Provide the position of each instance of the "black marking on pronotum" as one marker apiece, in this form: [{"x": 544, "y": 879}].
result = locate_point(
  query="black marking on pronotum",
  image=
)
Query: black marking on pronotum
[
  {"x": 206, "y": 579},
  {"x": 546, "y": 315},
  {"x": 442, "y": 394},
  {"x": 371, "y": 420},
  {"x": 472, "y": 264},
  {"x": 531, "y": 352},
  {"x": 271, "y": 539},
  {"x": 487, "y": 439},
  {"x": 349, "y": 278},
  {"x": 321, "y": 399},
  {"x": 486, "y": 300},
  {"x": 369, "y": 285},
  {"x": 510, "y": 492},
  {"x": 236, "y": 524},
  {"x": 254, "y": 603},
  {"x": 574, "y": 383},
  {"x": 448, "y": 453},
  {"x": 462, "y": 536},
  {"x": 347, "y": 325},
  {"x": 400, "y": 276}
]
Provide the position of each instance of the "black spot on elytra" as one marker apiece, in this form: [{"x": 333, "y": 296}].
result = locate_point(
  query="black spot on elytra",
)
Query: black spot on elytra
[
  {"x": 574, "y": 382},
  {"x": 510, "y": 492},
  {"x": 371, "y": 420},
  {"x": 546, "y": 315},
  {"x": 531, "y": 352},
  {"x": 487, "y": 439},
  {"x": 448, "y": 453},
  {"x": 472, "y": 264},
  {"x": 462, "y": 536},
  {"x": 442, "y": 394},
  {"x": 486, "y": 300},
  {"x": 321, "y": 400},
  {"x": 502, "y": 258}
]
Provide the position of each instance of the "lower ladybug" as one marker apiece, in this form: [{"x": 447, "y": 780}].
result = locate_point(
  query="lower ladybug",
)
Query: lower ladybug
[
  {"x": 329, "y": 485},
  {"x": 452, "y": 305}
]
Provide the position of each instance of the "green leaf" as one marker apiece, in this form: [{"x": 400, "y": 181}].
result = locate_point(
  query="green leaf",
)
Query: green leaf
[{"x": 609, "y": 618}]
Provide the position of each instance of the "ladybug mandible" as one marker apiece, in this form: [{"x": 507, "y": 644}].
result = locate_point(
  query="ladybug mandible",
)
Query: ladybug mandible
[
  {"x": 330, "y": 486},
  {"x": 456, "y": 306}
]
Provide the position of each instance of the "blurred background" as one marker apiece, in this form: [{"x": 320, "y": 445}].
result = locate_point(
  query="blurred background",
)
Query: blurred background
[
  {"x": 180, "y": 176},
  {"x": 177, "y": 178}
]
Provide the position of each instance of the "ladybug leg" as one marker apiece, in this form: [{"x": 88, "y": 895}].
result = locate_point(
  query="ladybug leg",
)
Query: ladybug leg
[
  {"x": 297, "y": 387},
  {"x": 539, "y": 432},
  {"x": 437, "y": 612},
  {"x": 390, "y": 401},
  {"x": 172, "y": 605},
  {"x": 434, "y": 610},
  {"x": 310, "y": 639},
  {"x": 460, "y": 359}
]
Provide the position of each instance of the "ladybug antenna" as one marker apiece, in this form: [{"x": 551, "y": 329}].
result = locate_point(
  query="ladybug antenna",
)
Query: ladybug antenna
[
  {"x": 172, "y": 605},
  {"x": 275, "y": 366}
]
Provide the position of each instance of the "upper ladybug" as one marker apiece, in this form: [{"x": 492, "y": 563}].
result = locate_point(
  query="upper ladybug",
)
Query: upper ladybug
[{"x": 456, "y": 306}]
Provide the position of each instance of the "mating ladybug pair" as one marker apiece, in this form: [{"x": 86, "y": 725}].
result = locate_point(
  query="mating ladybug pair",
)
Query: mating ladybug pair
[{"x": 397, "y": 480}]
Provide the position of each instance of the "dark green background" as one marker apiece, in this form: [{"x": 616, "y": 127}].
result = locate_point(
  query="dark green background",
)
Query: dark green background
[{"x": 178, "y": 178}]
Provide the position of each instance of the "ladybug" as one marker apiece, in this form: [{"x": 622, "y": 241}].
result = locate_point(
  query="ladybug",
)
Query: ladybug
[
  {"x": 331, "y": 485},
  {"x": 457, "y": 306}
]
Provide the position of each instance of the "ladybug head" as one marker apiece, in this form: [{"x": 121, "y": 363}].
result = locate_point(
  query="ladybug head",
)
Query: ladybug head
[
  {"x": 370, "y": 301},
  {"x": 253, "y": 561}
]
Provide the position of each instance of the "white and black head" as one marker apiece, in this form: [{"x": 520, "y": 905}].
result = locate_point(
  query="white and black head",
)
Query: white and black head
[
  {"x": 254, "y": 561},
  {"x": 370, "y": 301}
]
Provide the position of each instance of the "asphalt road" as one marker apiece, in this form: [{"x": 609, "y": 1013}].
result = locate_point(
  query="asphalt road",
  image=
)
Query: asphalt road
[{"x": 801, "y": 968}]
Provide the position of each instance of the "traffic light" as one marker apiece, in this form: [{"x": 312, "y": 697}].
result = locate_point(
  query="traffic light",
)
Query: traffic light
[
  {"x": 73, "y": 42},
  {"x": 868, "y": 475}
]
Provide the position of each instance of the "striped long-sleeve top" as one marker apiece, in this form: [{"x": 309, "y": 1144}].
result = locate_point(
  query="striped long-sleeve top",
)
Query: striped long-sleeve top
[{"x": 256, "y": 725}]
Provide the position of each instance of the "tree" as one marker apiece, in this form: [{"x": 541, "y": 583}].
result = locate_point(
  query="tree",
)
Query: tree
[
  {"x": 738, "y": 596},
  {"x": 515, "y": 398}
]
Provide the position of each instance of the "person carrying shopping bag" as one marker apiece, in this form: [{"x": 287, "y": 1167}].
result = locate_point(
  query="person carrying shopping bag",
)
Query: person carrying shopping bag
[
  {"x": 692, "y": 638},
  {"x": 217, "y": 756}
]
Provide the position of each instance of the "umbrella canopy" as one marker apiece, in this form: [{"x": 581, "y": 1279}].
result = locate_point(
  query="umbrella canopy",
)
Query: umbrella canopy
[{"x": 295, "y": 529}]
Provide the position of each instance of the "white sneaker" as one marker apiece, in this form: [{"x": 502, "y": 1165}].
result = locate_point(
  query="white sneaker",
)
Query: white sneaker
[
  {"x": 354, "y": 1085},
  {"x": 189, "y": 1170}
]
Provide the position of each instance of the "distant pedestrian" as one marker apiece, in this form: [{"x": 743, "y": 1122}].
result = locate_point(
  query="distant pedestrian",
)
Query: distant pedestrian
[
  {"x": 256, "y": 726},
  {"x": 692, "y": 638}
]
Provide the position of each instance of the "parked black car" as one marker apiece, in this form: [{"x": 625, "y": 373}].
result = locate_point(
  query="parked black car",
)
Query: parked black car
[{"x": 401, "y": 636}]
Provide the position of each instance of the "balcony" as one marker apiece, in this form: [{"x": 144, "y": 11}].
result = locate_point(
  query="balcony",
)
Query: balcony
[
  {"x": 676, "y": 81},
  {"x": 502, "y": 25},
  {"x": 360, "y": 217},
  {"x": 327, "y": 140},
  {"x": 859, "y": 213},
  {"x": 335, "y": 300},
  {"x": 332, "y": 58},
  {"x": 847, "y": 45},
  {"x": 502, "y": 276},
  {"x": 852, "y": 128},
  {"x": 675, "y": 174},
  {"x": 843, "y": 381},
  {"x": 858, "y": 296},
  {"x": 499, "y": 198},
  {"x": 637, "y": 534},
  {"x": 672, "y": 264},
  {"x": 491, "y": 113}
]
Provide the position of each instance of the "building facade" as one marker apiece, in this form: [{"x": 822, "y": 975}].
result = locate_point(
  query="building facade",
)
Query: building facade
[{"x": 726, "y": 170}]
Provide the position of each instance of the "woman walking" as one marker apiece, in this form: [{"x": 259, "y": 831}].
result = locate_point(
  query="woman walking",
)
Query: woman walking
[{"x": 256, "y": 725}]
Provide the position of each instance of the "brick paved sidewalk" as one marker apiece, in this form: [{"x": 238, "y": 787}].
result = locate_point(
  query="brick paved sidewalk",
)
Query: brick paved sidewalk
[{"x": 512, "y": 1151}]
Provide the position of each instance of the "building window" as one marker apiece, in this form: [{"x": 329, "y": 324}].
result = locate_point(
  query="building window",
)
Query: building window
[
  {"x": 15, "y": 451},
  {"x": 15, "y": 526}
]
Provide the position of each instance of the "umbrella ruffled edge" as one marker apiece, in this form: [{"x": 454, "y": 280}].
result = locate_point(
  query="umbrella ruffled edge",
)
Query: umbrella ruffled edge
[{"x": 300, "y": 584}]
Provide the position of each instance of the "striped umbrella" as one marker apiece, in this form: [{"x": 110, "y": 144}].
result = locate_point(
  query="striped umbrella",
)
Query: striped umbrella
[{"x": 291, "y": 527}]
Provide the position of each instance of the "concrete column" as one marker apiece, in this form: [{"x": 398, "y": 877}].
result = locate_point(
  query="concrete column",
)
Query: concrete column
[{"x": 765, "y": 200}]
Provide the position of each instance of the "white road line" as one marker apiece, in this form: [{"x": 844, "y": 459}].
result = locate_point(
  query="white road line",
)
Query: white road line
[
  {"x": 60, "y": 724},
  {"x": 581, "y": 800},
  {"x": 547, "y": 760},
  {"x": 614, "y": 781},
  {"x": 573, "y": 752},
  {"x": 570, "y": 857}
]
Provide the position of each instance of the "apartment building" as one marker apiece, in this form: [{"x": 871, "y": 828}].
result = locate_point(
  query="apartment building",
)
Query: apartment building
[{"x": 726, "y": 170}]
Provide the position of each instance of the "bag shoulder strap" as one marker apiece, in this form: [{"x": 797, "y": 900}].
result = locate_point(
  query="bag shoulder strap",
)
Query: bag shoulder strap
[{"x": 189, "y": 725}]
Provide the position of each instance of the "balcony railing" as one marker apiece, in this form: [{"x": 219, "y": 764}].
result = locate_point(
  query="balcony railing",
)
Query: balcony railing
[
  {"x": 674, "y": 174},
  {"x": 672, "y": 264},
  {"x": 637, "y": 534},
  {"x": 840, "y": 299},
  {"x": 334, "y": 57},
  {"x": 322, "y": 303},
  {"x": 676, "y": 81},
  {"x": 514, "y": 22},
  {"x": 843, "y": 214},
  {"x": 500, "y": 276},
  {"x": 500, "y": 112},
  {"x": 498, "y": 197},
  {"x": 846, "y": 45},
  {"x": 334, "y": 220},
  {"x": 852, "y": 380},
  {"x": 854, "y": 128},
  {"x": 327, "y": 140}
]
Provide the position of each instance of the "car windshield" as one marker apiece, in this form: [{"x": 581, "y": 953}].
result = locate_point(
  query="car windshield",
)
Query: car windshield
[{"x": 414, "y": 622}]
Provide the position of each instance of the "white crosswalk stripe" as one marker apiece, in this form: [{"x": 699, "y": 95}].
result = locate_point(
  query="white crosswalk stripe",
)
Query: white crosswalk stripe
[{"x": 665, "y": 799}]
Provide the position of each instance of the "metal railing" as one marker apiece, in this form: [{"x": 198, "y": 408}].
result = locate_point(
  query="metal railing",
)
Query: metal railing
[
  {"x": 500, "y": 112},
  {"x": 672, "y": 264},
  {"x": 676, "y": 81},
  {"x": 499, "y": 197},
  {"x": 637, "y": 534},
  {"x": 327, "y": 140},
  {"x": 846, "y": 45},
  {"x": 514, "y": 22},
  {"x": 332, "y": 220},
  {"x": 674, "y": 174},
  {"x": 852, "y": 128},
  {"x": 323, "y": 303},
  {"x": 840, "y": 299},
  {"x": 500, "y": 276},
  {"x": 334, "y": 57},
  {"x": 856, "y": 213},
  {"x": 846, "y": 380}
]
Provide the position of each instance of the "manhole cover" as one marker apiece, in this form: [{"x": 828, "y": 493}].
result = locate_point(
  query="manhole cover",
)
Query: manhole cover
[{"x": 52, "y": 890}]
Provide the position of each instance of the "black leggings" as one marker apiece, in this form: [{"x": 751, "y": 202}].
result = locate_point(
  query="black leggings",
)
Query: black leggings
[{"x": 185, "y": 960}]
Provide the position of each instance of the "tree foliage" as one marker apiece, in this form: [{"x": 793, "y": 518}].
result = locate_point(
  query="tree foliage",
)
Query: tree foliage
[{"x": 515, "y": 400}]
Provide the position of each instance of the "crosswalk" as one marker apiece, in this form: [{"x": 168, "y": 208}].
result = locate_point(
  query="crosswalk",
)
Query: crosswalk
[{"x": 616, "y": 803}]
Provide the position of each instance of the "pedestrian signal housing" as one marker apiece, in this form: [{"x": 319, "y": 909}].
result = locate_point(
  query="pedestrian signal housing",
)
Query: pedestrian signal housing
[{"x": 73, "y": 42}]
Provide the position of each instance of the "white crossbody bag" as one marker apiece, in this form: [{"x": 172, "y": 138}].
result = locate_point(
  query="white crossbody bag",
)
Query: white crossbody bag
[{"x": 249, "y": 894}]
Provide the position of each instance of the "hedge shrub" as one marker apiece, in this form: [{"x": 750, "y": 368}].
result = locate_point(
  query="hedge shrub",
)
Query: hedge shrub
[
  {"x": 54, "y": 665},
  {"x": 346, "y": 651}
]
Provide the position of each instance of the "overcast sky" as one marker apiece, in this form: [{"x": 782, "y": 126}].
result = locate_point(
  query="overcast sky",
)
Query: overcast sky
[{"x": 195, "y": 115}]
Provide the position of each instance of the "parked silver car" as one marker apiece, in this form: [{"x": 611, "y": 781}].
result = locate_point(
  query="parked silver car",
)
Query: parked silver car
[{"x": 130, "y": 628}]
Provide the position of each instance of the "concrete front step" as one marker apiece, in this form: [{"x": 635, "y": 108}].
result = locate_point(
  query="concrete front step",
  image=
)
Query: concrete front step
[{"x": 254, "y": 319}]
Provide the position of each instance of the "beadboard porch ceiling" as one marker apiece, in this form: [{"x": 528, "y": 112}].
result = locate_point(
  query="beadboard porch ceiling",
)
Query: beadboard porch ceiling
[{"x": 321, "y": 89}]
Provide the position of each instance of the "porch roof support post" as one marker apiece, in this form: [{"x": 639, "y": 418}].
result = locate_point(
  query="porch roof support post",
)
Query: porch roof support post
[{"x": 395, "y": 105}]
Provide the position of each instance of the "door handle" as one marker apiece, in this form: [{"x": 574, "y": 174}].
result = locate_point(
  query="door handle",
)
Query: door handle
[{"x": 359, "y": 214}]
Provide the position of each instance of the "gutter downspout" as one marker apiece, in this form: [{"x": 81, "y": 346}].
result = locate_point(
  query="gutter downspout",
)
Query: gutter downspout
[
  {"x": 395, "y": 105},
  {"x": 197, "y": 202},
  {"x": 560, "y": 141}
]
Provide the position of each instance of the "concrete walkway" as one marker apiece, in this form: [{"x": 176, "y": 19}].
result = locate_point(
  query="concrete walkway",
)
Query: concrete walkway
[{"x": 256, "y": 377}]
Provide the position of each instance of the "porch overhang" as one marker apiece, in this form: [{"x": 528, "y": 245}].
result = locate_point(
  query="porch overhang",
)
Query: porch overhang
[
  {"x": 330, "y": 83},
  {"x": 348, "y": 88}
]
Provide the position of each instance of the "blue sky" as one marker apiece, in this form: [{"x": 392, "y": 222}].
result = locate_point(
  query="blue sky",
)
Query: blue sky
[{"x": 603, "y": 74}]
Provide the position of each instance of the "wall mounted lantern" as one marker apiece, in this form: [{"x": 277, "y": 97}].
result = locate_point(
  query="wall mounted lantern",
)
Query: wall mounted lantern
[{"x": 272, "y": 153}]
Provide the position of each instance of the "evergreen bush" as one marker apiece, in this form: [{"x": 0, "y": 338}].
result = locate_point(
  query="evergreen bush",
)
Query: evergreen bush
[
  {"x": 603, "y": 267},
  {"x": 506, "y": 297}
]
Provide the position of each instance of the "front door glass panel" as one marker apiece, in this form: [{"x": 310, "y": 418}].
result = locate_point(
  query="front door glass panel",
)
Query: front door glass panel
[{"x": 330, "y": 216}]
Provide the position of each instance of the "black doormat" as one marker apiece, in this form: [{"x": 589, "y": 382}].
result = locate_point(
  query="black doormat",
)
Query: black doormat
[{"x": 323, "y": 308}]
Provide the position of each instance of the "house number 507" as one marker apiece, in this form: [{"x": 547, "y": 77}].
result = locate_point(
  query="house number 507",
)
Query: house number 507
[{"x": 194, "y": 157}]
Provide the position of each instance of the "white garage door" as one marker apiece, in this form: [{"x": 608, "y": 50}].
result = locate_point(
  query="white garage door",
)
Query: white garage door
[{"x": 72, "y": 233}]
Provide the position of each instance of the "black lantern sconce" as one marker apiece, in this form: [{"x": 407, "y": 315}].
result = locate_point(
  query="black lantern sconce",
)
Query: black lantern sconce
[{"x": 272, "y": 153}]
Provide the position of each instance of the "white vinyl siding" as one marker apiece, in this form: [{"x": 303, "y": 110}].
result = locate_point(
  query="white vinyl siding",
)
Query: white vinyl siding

WORK ITEM ::
Take from the material every line that holds "vinyl".

RESPONSE TO THIS TASK ::
Provide the position of each instance of the "white vinyl siding" as one marker apiece, in this form: [{"x": 303, "y": 110}].
  query="white vinyl siding",
Query: white vinyl siding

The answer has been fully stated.